PROBLEM TO SOLVE.
Please continue the article on the composer May Brahe, given below ahead of the items, picking up right after its final sentence.

= May Brahe =

Australian composer

Mary Hannah (May) Brahe (née Dickson) (6 November 1884 – 14 August 1956) was an Australian composer, best known for her songs and ballads. Her most famous song by far is "Bless This House", recorded by John McCormack, Beniamino Gigli, Lesley Garrett and Bryn Terfel. According to Move.com.au: "She was the only Australian woman composer to win local an international recognition before World War II," having "290 of her 500 songs published. Of these, 248 were written under her own name, the remainder under aliases.

==Biography==
Mary Hannah Dickson was born in East Melbourne in 1884. She was known as May from an early age. Her father was native born and her mother Scottish. She studied piano with her mother, then at Stratherne Girls' School, Hawthorn, and later with Mona McBurney and the singer Alice Rebotarro.

In 1903 she married Frederick Brahe, the couple had two sons and a daughter. By 1910 she was playing in a trio with George W. L. Marshall-Hall, and accompanying singers. In 1912 she left for London to establish herself as a composer, leaving her children behind in the care of family. Her first success was the 1915 song "Down Here," beginning "It's Quiet Down Here" with lyrics by P.J. O'Reilly. In 1914 she returned to Australia, but only for long enough to bring her family back to England.

Brahe published under her married name and nine pseudonyms. This allowed more frequent publication, as publishers were reluctant to publish more than four of her songs in a year. The names she composed under included: Mervyn Banks, Mary Hannah Brahe, Donald Crichton, Stanley Dickson, Alison Dodd, Stanton Douglas, Eric Faulkner, Wilbur B. Fox, Henry Lovell, Mary Hanna Morgan, and George Pointer.

In 1919 her husband was killed in a motor accident. In 1922, in London, she married George Albert Morgan, an Australian-born actor. When her publisher was taken over by Boosey & Hawkes in 1925, she became one of their few composers on an annual retainer. In the next 18 years she published 400 compositions, mainly ballads. Dame Nellie Melba, Peter Dawson, John Charles Thomas and other singers recorded her songs, many of which were chosen as items for school concerts in the United Kingdom, Australia and the United States.

SUPPLIED MATERIAL.
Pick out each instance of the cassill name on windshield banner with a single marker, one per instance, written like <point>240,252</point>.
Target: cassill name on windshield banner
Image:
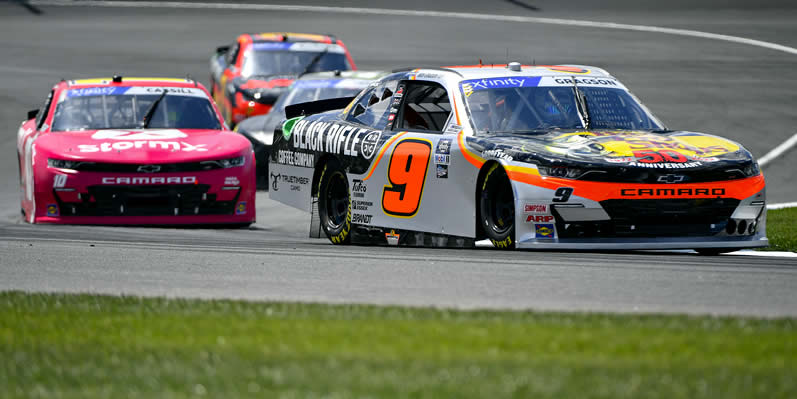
<point>130,91</point>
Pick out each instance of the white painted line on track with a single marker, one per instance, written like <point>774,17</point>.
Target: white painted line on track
<point>419,13</point>
<point>782,205</point>
<point>778,151</point>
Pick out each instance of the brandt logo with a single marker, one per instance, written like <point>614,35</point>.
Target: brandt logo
<point>671,178</point>
<point>149,168</point>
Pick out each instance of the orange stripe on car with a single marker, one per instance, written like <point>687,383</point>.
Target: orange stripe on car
<point>469,155</point>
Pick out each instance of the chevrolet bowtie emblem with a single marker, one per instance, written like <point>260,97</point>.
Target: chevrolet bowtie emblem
<point>149,168</point>
<point>671,178</point>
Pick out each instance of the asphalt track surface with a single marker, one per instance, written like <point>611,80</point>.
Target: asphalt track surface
<point>739,91</point>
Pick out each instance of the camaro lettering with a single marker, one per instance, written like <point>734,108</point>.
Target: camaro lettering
<point>295,158</point>
<point>149,180</point>
<point>671,192</point>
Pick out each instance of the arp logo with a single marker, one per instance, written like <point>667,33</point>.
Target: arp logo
<point>138,134</point>
<point>274,181</point>
<point>543,231</point>
<point>539,218</point>
<point>241,208</point>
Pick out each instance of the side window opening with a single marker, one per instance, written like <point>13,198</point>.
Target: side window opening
<point>426,107</point>
<point>42,115</point>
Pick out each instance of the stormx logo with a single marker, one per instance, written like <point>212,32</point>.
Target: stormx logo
<point>671,178</point>
<point>149,168</point>
<point>274,181</point>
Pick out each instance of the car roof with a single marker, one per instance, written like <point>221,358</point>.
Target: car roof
<point>129,82</point>
<point>501,70</point>
<point>288,37</point>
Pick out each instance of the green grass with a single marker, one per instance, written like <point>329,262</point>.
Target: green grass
<point>782,230</point>
<point>82,346</point>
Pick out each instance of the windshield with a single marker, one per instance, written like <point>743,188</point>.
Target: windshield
<point>312,90</point>
<point>292,59</point>
<point>526,104</point>
<point>125,108</point>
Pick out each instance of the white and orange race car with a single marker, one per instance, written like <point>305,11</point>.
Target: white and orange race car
<point>133,151</point>
<point>556,157</point>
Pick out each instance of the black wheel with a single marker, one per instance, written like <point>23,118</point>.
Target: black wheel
<point>714,251</point>
<point>497,208</point>
<point>334,203</point>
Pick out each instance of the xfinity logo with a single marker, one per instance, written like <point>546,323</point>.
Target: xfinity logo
<point>671,178</point>
<point>149,180</point>
<point>149,168</point>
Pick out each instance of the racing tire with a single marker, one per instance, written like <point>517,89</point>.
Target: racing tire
<point>334,204</point>
<point>497,208</point>
<point>714,251</point>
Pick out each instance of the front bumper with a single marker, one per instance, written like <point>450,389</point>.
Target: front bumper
<point>223,196</point>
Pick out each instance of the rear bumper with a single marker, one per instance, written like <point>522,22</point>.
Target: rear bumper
<point>220,196</point>
<point>759,241</point>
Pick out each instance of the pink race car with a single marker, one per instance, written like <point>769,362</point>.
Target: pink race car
<point>133,151</point>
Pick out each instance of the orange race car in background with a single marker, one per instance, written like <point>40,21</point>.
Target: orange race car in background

REPLY.
She made settings of poems by William Blake, Robert Browning, Robert Herrick, Walter de la Mare, Dorothea Mackellar and living lyricists such as Helen Taylor, Madge Dickson (her sister), and P. J. O'Reilly. Helen Taylor was her most frequent collaborator, including "Bless This House" (1927). This simple song became world-famous in recordings by singers such as John McCormack, Peter Dawson, Jan Peerce, Beniamino Gigli and Josef Locke, through to Vera Lynn, Doris Day and Perry Como, and continues its popularity in the present day, with recordings by Benjamin Luxon, Leontyne Price, Lesley Garrett and Bryn Terfel.

She wrote musical comedies, including Castles in Spain, with a libretto by Sydney and Muriel Box. She returned to Australia in 1939 and lived in semi-retirement. She lived comfortably from song royalties. She died at Bellevue Hill, New South Wales in 1956; she was survived by two sons and a daughter of her first marriage and a son of her second.

In 2018, it was revealed that her daughter Marita, under her married surname Perigoe, had spent the Second World War in London believing that she was a Nazi spy. Perigoe had in fact been duped by an agent of MI5 in what was known as the Fifth Column operation.

==Musical compositions using the name May H. Brahe (incomplete)==

===Songs===
- As I Went a'Roaming (Helen Taylor), Enoch & Sons publisher
- Beaux and Belles (Helen Taylor)
  - The Country Dance
- Bless This House (Helen Taylor)
- By Road and River, 5 songs (Helen Taylor)
  - O Western Wind!
  - Red Roofs
- The Call of the Maytime (Helen Taylor)
- Children of All Nations (Lucie Smith)
- Close Thine Eyes (adapted from lyrics by King Charles I of England)
- Coming Home Along (Nancie B. Marsland)
- Country Folk (Helen Taylor)
- Cradle Me Low (Helen Taylor)
- Cuckoo Calls (Helen Taylor)
- The Days of Old (Porter Emerson Brown)
- Down Here (P. J. O'Reilly), Enoch & Sons publisher
- Evening Shadows (Jean Crichton)
- The Everlasting Love (Helen Taylor)
- Four Songs from "Peacock Pie" (Walter de la Mare)
  - The Old Stone House
- From Far and Near (Alban Gordon)
- Galloping Dreary Dun (adapted by P. J. O'Reilly)
- Give Me Your Hand (George Cooper)
- Good-bye, and God be with You (P. J. O'Reilly)
- Guess You Know (Helen Taylor)
- The Haunting Little Tune (Harold George)
- I Passed by your Window (Helen Taylor), Enoch & Sons publisher
- I Thought I'd Forgotten (But Still I Remember) (Helen Taylor)
- I Walked in My Garden (Harold George)
- In a Month of Sundays (Dorothy Dickinson)
- A Japanese Love Song (Madge Dickson), Enoch & Sons publisher, 1910
- Jennifer (Royden Barrie)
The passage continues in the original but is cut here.